** TASK DESCRIPTION **
Copy every line of the entries that includes the word "khaki".

[Stored data entries]
○ ○ ○ ○ ○

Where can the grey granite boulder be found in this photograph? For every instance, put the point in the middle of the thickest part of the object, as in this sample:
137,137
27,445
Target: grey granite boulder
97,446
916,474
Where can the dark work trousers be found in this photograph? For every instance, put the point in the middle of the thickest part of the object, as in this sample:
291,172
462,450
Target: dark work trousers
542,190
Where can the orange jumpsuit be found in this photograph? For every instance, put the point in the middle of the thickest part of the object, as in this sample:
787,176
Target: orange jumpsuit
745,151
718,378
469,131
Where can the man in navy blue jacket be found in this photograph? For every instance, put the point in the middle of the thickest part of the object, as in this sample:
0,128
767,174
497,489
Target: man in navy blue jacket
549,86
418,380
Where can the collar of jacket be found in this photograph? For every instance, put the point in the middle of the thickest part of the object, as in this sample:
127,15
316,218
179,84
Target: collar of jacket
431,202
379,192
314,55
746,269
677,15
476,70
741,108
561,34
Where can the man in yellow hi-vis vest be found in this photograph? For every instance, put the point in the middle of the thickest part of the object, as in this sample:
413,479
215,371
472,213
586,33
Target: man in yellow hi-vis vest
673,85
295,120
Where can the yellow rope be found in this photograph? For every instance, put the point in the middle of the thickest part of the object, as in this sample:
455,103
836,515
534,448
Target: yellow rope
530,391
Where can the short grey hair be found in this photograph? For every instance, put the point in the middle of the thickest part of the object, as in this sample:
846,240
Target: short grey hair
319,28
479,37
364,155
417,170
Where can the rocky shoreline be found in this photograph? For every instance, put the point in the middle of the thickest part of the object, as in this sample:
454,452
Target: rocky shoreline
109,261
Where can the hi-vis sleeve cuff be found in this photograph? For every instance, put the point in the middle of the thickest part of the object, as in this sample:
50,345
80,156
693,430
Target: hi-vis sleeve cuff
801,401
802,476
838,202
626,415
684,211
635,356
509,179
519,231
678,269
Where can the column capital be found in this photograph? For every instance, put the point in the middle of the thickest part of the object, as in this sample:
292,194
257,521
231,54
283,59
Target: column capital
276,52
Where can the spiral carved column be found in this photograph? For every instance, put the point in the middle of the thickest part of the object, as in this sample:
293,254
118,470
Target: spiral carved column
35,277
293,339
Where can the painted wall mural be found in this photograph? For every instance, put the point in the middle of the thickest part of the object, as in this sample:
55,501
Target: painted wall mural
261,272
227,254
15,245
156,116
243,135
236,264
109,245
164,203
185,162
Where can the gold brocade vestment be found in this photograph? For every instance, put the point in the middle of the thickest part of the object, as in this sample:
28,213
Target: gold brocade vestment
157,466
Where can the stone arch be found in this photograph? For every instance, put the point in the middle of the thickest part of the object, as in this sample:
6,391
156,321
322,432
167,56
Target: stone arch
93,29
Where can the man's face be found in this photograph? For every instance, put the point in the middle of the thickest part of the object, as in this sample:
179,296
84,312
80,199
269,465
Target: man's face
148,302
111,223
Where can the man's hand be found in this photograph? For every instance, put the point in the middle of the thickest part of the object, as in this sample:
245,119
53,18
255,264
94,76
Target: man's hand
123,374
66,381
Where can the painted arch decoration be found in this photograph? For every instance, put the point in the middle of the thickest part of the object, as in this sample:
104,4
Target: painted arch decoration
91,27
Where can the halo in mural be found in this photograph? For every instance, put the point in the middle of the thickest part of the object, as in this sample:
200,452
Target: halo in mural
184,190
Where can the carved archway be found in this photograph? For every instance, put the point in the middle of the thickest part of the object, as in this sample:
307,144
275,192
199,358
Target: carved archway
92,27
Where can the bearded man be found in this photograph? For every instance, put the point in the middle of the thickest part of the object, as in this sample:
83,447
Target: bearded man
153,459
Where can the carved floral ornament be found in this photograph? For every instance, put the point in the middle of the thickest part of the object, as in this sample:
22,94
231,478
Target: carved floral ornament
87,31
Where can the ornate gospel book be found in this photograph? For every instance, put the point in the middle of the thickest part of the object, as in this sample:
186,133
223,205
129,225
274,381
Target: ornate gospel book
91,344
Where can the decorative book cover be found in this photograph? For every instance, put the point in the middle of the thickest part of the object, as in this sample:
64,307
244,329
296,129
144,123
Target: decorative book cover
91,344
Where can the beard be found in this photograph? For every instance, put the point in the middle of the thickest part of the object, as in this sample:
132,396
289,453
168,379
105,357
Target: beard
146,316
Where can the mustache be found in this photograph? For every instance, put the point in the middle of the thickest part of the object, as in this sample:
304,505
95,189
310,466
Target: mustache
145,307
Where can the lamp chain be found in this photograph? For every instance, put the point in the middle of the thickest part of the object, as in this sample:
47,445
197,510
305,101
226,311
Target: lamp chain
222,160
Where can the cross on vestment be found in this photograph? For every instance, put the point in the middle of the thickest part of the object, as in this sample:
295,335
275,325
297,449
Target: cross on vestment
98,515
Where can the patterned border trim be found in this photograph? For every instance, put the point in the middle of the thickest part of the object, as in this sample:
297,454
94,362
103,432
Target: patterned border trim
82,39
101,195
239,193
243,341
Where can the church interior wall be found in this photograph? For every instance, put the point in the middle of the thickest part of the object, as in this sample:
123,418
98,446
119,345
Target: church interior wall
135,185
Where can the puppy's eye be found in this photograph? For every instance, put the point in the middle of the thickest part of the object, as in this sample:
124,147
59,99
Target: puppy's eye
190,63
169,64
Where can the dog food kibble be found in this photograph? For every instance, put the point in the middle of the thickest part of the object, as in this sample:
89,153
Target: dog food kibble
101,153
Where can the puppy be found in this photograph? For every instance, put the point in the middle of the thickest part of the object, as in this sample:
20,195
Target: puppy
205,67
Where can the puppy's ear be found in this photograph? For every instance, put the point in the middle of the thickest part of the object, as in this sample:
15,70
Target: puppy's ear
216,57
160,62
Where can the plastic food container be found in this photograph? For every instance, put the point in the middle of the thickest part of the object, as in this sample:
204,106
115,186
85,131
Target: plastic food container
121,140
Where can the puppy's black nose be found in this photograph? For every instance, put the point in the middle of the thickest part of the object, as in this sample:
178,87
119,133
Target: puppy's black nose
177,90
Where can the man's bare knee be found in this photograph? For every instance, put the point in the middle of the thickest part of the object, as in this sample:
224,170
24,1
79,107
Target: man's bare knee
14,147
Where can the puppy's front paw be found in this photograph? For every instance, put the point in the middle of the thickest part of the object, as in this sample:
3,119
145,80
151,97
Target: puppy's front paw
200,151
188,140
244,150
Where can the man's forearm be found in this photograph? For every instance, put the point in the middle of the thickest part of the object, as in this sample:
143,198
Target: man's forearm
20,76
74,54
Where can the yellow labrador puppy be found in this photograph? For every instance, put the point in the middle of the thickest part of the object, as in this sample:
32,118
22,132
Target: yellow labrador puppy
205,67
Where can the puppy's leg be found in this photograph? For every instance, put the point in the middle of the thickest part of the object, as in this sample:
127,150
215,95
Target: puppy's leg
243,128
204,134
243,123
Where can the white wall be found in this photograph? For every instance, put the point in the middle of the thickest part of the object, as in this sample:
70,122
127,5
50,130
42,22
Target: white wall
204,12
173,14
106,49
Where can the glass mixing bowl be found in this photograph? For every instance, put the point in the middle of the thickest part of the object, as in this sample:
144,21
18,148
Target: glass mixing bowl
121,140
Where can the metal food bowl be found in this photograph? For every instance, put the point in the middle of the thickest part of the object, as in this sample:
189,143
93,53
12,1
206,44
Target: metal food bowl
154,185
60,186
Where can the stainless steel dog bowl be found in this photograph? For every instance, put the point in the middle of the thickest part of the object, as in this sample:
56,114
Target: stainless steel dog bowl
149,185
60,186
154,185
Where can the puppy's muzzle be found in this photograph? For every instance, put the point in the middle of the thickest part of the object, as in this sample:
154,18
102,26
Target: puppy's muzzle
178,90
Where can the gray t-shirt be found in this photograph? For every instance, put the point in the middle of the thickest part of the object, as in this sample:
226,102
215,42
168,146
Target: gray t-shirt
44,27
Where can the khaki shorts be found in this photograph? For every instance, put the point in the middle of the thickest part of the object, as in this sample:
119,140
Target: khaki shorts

○ ○ ○ ○ ○

** FINISHED TASK **
Where can the khaki shorts be found in this photograph? For every instance, put the point in the middle of the thickest part of the object, as in this sample:
Target: khaki shorts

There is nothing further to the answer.